Excerpts of location labeling data:
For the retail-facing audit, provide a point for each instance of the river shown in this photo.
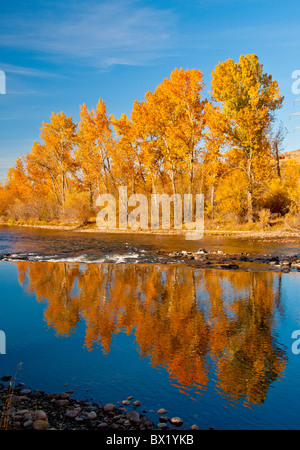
(106, 316)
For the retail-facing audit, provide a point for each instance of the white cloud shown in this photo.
(100, 34)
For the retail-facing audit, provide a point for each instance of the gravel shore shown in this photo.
(22, 408)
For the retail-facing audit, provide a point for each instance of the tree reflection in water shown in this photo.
(198, 324)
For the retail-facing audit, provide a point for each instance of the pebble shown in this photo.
(176, 421)
(109, 407)
(71, 413)
(40, 425)
(162, 411)
(40, 415)
(162, 425)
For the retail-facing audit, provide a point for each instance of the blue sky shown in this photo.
(58, 55)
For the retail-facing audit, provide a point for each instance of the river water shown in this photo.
(103, 315)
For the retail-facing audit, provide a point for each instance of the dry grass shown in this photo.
(6, 410)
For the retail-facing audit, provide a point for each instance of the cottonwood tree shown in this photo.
(247, 99)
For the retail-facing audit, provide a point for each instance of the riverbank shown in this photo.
(274, 235)
(25, 409)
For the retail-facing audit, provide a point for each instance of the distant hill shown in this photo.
(294, 154)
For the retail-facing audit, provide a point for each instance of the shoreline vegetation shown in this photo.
(254, 234)
(28, 409)
(226, 147)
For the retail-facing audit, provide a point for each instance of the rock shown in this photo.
(53, 395)
(164, 419)
(61, 403)
(63, 395)
(229, 266)
(40, 415)
(109, 407)
(133, 416)
(6, 378)
(25, 391)
(28, 424)
(162, 411)
(176, 421)
(40, 425)
(72, 413)
(162, 426)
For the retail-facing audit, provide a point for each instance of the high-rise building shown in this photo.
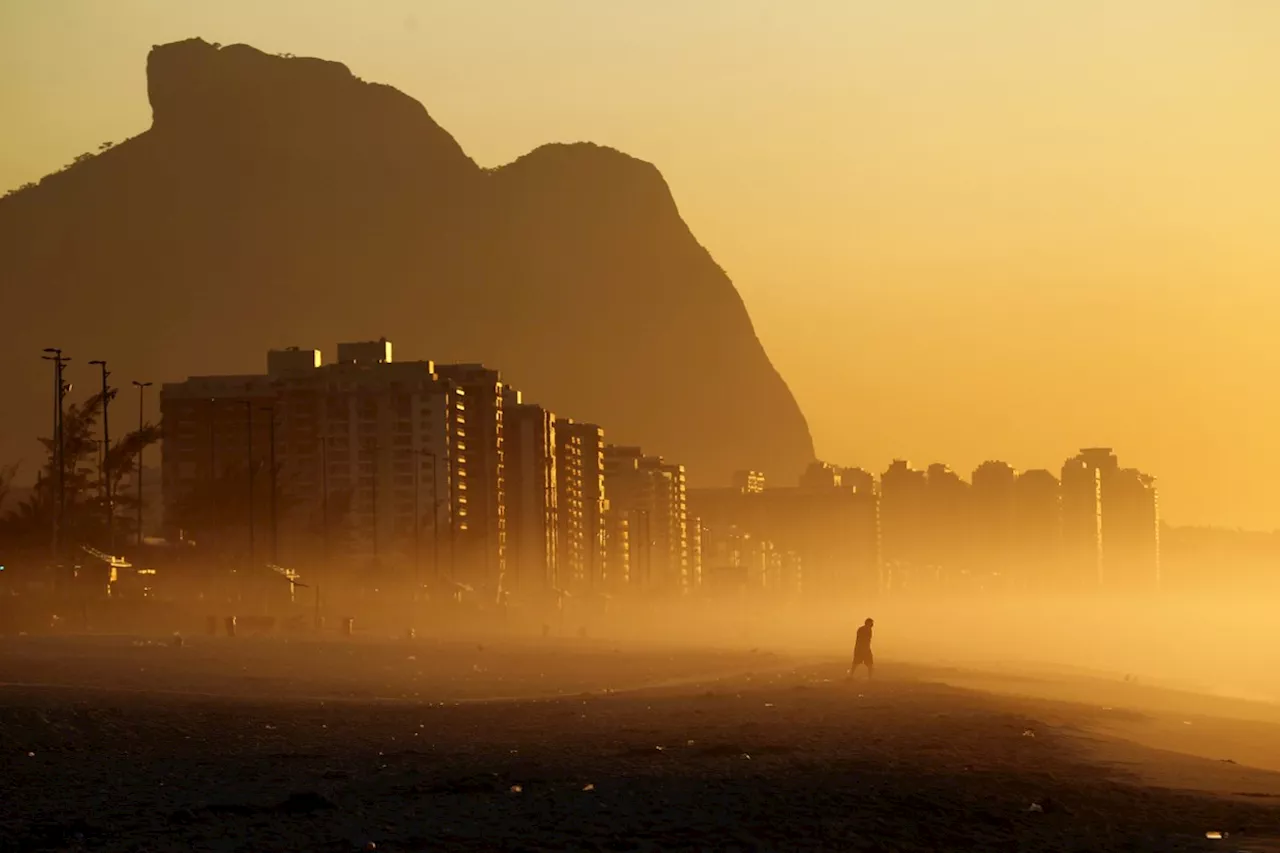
(362, 460)
(1037, 532)
(993, 509)
(748, 482)
(652, 496)
(904, 532)
(580, 482)
(1082, 516)
(1130, 532)
(531, 501)
(617, 548)
(946, 530)
(483, 547)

PROBLEM DESCRIPTION
Output a faithful copy of the data, with each picture left out.

RESULT FOR THIS EXERCISE
For the retail-facing audit, provide a point for each instance of the river shown in this photo.
(106, 316)
For the retail-facing audit, provide a point for each instance of the white cloud shown in this photo.
(100, 34)
For the retail-facing audit, provide a point for each instance of the gravel shore shown in this photo.
(22, 408)
For the retail-facing audit, provide a point for each instance of the tree reflection in water shown in this photo.
(198, 324)
For the retail-facing audit, provide a point for each instance of the pebble shown in this photo.
(176, 421)
(109, 407)
(71, 413)
(40, 425)
(162, 411)
(40, 415)
(162, 425)
For the retail-facing audit, provide a point for each instance of the blue sky shown in this photo.
(58, 55)
For the retail-facing audit, provide a point for each instance of the river water shown in this photo.
(103, 315)
For the retail-facing audit, provide a point for each instance of the dry grass shown in this photo.
(6, 410)
For the retail-facing audit, provide a point for each instance of the cottonwood tree shown in this photo.
(247, 99)
For the retail-facing audit, provide a point for each instance of the riverbank shown in this photo.
(274, 235)
(25, 409)
For the retail-facing audit, provide a point for each instance of the distant hill shown in this photo.
(294, 154)
For the retail-facing audit, provide a point for each instance of the shoreline vegetation shown in this photo.
(254, 234)
(28, 409)
(226, 147)
For the retail-facing audit, provide a point for each instance of the rock shown in this photo.
(53, 395)
(164, 419)
(61, 403)
(63, 395)
(229, 266)
(40, 415)
(109, 407)
(133, 416)
(6, 378)
(25, 391)
(28, 424)
(162, 411)
(176, 421)
(40, 425)
(72, 413)
(162, 426)
For the retail-facing audit, provide a point for each instance of the high-rise building shown in this photo.
(362, 460)
(1037, 532)
(993, 509)
(748, 482)
(652, 496)
(904, 532)
(580, 482)
(1082, 516)
(1130, 532)
(531, 501)
(617, 548)
(946, 530)
(483, 547)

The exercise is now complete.